» **Your tasks**
(1) In the post about recovering from gallbladder surgery, how many small wounds does the writer have, and where are they?
(2) Carry on the gallbladder surgery post from its last sentence, in the same first-person voice.

» **Given passage**
________________

I’m still alive!


Well, I survived having my gallbladder removed.  This is my first post since the day before surgery and let me tell you… a blog post has been the last thing on my mind.  It would have been hard to convince me that they hadn’t cut me from breast to pelvis after surgery had I not seen the tiny bandages left behind.  I have three small wounds on the right side of my belly and my belly button looks like it’s been cored like an apple.  It’s stuffed with gauze and covered in what looks like shrink wrap.  I had no idea they pulled the gallbladder out through your belly button!  Now my belly button is bruised and feels like hot lava is pouring out of it. Yay me!

I’d like to take this opportunity address all surgeons and inform you that taking Lortabs for post-op pain is like taking aspirin for an amputation.  Sadistic bastards!  I tend not to like to take pills at all, and I have a high tolerance for pain.  But for whatever reason my ribs felt like I went 3 rounds of dirty boxing with Randy Coutour.  My back also is killing me.  The Lortabs make me high as a kite, but aren’t doing much for the pain.

Just for shits and giggles – here’s a diagram of the incisions. I feel like a sieve. 

 

My mother, bless her heart, took a few days off of work to babysit me and while I thought this was a bit silly at first – I was glad to have my mommy there.  She bought me jello and pudding (which I later discovered I shouldn’t have been eating,) and soup.  It was nice to feel like a 9 year old with the flu again.  She’s a good nurse.

________________

» **Data listing**
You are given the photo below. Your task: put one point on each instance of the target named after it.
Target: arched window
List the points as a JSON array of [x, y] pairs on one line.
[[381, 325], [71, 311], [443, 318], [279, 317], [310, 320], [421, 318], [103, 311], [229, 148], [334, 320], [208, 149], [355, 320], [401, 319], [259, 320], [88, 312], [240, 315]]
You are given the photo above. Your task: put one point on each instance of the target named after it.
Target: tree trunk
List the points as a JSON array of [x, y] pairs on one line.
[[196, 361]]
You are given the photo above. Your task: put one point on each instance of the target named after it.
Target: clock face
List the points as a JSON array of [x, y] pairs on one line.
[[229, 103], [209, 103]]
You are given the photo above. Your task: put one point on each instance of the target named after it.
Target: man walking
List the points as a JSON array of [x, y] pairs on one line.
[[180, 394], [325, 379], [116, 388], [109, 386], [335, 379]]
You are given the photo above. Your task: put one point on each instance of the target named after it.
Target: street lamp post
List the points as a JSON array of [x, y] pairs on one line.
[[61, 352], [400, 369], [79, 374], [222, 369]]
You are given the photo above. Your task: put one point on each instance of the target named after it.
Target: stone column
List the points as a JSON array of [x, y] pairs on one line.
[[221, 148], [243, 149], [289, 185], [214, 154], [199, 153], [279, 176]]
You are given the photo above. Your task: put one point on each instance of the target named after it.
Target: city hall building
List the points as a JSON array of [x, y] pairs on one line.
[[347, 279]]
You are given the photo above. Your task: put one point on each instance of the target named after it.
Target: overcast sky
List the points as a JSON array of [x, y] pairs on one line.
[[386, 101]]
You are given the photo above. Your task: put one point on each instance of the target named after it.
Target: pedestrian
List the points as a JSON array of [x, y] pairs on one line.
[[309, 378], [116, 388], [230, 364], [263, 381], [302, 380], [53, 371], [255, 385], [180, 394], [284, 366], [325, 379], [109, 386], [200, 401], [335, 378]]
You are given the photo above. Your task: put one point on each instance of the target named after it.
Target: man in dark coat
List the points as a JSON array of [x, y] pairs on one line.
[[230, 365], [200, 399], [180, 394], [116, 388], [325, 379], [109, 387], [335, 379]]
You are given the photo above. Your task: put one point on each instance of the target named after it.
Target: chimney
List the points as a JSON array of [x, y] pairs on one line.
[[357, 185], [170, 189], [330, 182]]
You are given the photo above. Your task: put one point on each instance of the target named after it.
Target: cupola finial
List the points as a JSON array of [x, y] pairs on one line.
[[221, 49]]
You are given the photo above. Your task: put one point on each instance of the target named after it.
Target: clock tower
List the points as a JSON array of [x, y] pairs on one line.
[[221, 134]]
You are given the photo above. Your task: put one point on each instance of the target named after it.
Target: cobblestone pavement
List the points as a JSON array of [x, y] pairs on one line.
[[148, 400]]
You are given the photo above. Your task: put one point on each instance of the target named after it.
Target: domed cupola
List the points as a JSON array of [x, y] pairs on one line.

________________

» **Results for the exercise**
(1) Three, on the right side of the belly.

(2)
But she’s also my mother and she made me call the doctor today because she was worried that I hadn’t…pooped yet.  Oh lord, yes, she made me call the nurse after discussing my bowel movements… or lack there of, with one of her sisters.  Who knew my bowel movements would be the source of not just a discussion, but a full on debate.  As they say, shit happens.  It just doesn’t seem to be happening for me.

Another nifty side effect – I’ve looked like I’m abut 4-5 months pregnant.  The swelling (and the gas they inflate you like a balloon with) has kept me in pajamas and sweat pants… a look I haven’t donned since my last pregnancy… and then, I was happy to show off my bump.

I was hoping to start a new WIP while I was off work.  However, to manage the pain I’ve been so hopped up that I don’t even remember talking to people.  Scary thought (and probably why my post-op instructions say not to make any decisions while in recovery.)

So, I am still here.  I’m alive, doped up, swollen and thoroughly excited mortified to discuss my bowel movements with mom and anyone else.